§ **Assignment**
Find the line with "If you could put a point on the wardrobe top". Repeat it and each line after it, exactly, down to the end of the records below.
Listed entries Block Start
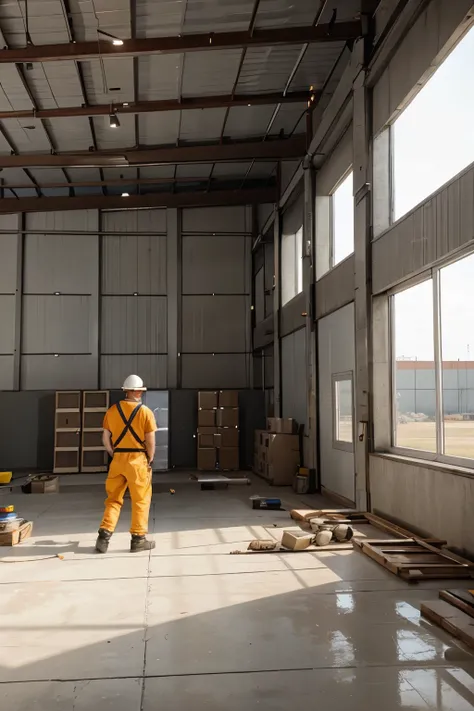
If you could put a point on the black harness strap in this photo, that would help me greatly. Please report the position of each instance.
(128, 428)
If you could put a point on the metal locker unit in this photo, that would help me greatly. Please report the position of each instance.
(67, 435)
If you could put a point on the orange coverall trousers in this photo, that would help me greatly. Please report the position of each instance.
(128, 470)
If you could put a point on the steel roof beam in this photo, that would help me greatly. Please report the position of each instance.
(331, 32)
(274, 149)
(109, 202)
(141, 107)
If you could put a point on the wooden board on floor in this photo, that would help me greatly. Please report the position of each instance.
(449, 618)
(414, 560)
(461, 599)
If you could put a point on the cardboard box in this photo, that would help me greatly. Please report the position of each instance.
(206, 437)
(228, 417)
(286, 426)
(272, 424)
(45, 485)
(207, 400)
(229, 436)
(229, 458)
(207, 418)
(229, 398)
(295, 541)
(207, 459)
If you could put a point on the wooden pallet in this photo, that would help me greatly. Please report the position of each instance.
(414, 559)
(451, 619)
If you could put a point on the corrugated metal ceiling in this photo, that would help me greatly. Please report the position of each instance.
(111, 80)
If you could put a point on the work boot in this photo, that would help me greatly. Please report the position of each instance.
(140, 543)
(103, 540)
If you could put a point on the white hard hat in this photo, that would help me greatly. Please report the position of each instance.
(133, 382)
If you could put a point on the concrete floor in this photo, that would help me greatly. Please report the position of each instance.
(192, 627)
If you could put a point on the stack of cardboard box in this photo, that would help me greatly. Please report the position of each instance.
(218, 430)
(277, 451)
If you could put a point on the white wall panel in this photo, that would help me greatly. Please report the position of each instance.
(57, 324)
(229, 370)
(134, 221)
(217, 219)
(64, 263)
(336, 348)
(132, 324)
(438, 227)
(133, 264)
(72, 220)
(293, 376)
(215, 324)
(67, 372)
(215, 264)
(115, 368)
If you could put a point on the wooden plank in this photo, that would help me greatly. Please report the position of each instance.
(454, 621)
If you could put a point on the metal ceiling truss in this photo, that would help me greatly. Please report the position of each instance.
(330, 32)
(110, 202)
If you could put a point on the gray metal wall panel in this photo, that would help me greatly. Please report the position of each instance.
(438, 227)
(115, 368)
(293, 375)
(33, 413)
(8, 262)
(132, 324)
(216, 219)
(72, 220)
(56, 324)
(215, 324)
(64, 263)
(214, 372)
(336, 288)
(68, 372)
(335, 165)
(291, 315)
(6, 375)
(259, 296)
(134, 264)
(215, 264)
(131, 221)
(183, 426)
(423, 44)
(7, 321)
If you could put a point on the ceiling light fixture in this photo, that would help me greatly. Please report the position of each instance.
(114, 122)
(115, 40)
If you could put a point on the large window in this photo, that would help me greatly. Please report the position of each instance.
(342, 220)
(291, 265)
(433, 139)
(433, 363)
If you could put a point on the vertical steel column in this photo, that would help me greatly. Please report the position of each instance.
(173, 280)
(20, 240)
(363, 280)
(276, 314)
(311, 440)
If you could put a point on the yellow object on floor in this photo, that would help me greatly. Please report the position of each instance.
(128, 470)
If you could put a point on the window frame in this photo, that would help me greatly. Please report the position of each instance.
(332, 218)
(389, 126)
(348, 375)
(434, 275)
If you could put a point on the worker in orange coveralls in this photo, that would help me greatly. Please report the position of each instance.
(129, 438)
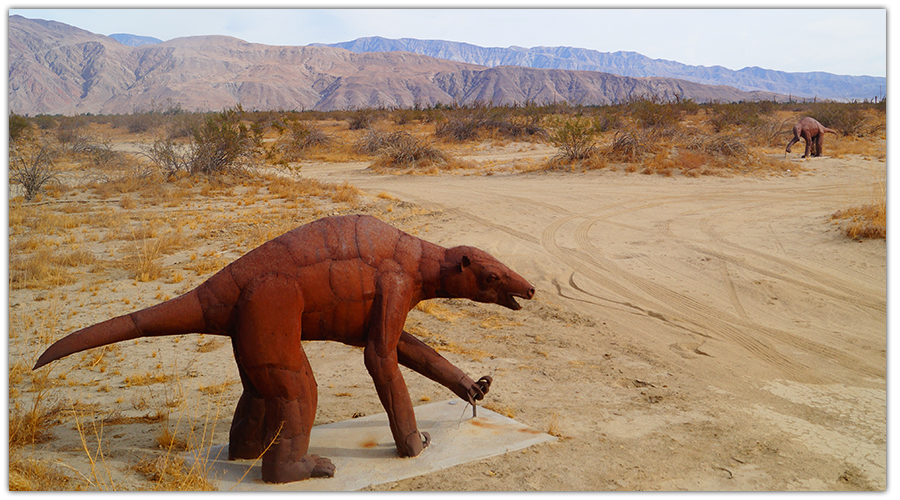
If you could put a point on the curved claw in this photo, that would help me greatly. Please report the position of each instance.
(484, 383)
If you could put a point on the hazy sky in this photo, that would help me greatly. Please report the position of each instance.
(841, 41)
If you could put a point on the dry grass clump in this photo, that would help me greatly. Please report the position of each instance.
(722, 145)
(627, 147)
(31, 474)
(864, 222)
(868, 221)
(169, 473)
(33, 426)
(403, 150)
(45, 268)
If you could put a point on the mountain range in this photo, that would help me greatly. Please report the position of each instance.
(809, 85)
(55, 68)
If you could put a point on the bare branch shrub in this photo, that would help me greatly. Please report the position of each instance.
(403, 150)
(19, 126)
(574, 137)
(627, 147)
(371, 142)
(722, 145)
(31, 165)
(848, 119)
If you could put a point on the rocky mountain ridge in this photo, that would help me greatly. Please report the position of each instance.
(59, 69)
(813, 84)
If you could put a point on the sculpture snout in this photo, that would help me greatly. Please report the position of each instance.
(524, 290)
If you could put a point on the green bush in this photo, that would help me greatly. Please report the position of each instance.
(221, 143)
(18, 127)
(31, 165)
(846, 118)
(651, 112)
(400, 149)
(574, 137)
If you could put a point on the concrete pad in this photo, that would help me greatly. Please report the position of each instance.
(364, 454)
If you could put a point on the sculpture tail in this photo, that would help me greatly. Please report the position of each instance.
(174, 317)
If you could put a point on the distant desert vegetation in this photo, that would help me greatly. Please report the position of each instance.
(166, 196)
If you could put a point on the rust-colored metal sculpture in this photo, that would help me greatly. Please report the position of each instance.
(349, 279)
(813, 134)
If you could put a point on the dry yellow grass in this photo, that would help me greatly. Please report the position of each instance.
(868, 220)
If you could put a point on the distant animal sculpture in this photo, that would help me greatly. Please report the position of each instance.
(349, 279)
(813, 134)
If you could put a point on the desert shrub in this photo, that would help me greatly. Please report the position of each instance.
(466, 123)
(722, 145)
(403, 150)
(726, 115)
(220, 143)
(371, 142)
(305, 136)
(31, 165)
(360, 119)
(44, 122)
(18, 127)
(848, 119)
(652, 111)
(575, 137)
(627, 147)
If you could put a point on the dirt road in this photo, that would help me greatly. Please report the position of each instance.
(708, 333)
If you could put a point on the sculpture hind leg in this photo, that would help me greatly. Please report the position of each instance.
(246, 439)
(268, 350)
(820, 143)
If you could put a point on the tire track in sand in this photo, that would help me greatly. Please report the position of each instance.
(686, 310)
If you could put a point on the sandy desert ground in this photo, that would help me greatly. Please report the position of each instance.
(688, 334)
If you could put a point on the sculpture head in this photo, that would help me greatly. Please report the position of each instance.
(470, 273)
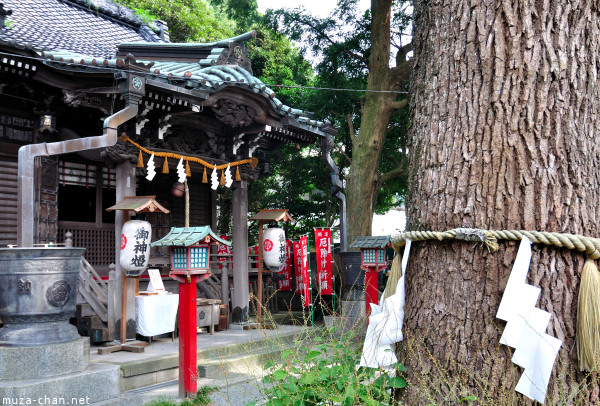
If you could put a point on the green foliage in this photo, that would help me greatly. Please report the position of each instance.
(299, 182)
(326, 374)
(188, 20)
(243, 12)
(342, 42)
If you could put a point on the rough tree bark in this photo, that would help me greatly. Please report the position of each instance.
(505, 136)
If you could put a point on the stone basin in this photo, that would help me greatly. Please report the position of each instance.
(38, 295)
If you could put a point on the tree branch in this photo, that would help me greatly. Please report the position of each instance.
(350, 124)
(397, 105)
(393, 174)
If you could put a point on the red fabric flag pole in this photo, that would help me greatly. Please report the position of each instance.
(324, 255)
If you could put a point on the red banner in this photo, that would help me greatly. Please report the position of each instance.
(324, 254)
(298, 267)
(305, 271)
(286, 284)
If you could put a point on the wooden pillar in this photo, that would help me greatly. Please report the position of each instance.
(126, 182)
(239, 300)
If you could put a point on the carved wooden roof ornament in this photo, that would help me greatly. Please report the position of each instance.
(139, 204)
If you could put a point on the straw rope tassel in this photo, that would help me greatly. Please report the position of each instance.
(588, 318)
(166, 166)
(395, 274)
(188, 173)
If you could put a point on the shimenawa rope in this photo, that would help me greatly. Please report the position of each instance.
(588, 306)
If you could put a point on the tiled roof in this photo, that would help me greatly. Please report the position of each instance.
(89, 27)
(192, 75)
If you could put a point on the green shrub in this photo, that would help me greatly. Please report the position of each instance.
(327, 374)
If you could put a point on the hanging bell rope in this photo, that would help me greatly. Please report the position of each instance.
(588, 306)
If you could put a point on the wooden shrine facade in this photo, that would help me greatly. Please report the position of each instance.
(66, 66)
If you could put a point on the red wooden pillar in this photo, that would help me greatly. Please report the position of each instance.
(188, 370)
(371, 288)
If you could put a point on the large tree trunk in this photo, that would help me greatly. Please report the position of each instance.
(505, 136)
(361, 181)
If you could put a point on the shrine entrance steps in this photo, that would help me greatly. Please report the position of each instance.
(225, 359)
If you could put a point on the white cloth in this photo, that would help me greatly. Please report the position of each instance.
(156, 314)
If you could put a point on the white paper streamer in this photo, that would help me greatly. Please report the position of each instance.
(214, 179)
(181, 171)
(228, 178)
(385, 325)
(151, 171)
(525, 329)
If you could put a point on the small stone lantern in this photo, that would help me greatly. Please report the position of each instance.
(190, 250)
(372, 260)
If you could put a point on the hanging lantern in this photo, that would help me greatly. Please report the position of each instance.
(47, 124)
(135, 247)
(273, 245)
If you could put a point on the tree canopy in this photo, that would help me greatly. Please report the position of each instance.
(372, 137)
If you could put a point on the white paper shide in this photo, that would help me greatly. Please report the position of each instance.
(385, 325)
(525, 330)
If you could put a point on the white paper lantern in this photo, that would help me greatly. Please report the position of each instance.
(135, 247)
(273, 245)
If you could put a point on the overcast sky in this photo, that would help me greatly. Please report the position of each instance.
(317, 7)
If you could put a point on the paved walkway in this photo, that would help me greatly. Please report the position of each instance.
(235, 346)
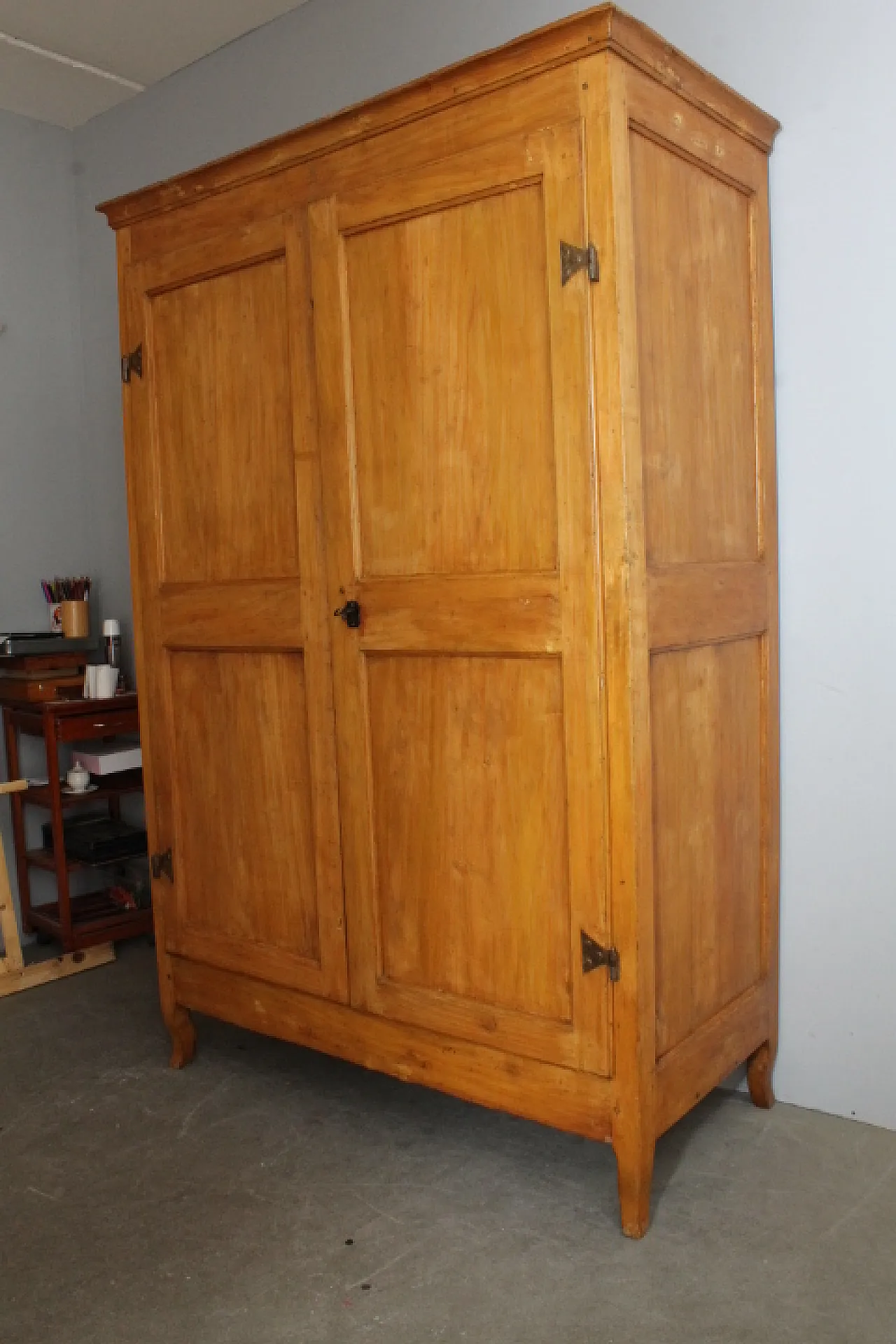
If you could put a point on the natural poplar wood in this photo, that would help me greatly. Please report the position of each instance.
(555, 505)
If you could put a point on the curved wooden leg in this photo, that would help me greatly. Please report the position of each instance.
(760, 1078)
(183, 1037)
(634, 1168)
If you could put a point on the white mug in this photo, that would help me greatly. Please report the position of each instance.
(106, 682)
(78, 778)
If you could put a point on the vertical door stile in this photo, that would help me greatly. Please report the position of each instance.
(457, 451)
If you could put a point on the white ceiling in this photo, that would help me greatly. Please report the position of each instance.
(65, 61)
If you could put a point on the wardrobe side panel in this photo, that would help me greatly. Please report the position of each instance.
(697, 206)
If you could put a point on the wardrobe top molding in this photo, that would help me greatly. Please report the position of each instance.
(603, 29)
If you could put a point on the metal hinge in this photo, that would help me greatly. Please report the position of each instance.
(573, 260)
(596, 956)
(162, 866)
(132, 363)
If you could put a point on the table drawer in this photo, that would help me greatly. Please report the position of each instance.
(96, 723)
Listed entries Block End
§ **Worked solution**
If you could put a point on the wardrobe top molding in this photo, that would help me greatly. Please report the position of each instance.
(603, 29)
If you could put a point on the metal hinge in this photo, that would help me greatly. Please report the position of each instance.
(573, 260)
(596, 956)
(162, 866)
(132, 363)
If you could put a point on the table drawer in this photo, that would help me greatly. Please report the position of each instance.
(96, 723)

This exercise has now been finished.